Experimentelle Klangkunst und akustische Epen würden wohl die wenigsten The Strokes-Anhänger von Frontmann Julian Casablancas erwarten. Mit "Tyranny", das er mit Verstärkung von The Voidz kreiert hat, mag er mit hemmungslosem Avantgarde-Rock so manchen Fan verschrecken. Reinhören lohnt sich dennoch. Findet Bettina Taylor.
2001 holte die New Yorker Band The Strokes mit dreckigem Lo-Fi-Garagensound und Casablancas Gröl-Gesang den 70er-Jahre-Punk ins 21. Jahrhundert. In einer Zeit, die von überproduziertem Pop-Rock dominiert wurde, war ihr Sound bahnbrechend. Ob sie Franz Ferdinand oder den Arctic Monkeys als weiteren Bands dieser Ära den Weg ebneten, wie manche Medien behaupten, sei dahingestellt. Mit ihrem erfrischend alten Stil füllten sie zumindest die ideenlose Leere nach der 90er-Jahre-Britrock-Euphorie. Kein Wunder, dass die vier Nachfolger-LPs von The Strokes dem Anspruch vieler Kritiker trotz verhältnismäßig großer Hit-Dichte nie gerecht wurden. Doch das hielt die Bandmitglieder nicht davon ab, an eigenen Soloprojekten musikalisch zu wachsen.

=======

:: AUFGABE A ::
Mit wessen Verstärkung hat Julian Casablancas laut dem Text über Julian Casablancas das Album „Tyranny“ kreiert?
:: AUFGABE B ::
Zitieren Sie aus dem Text über Julian Casablancas wörtlich die Stelle von „2001 holte die“ bis einschließlich „musikalisch zu wachsen.“.

=======

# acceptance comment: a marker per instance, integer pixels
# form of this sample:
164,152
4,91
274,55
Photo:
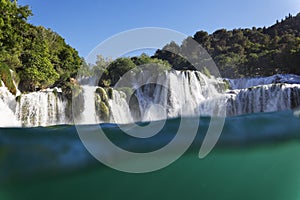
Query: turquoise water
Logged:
257,157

=======

:: ERGEBNIS A ::
Mit Verstärkung von The Voidz.

:: ERGEBNIS B ::
2001 holte die New Yorker Band The Strokes mit dreckigem Lo-Fi-Garagensound und Casablancas Gröl-Gesang den 70er-Jahre-Punk ins 21. Jahrhundert. In einer Zeit, die von überproduziertem Pop-Rock dominiert wurde, war ihr Sound bahnbrechend. Ob sie Franz Ferdinand oder den Arctic Monkeys als weiteren Bands dieser Ära den Weg ebneten, wie manche Medien behaupten, sei dahingestellt. Mit ihrem erfrischend alten Stil füllten sie zumindest die ideenlose Leere nach der 90er-Jahre-Britrock-Euphorie. Kein Wunder, dass die vier Nachfolger-LPs von The Strokes dem Anspruch vieler Kritiker trotz verhältnismäßig großer Hit-Dichte nie gerecht wurden. Doch das hielt die Bandmitglieder nicht davon ab, an eigenen Soloprojekten musikalisch zu wachsen.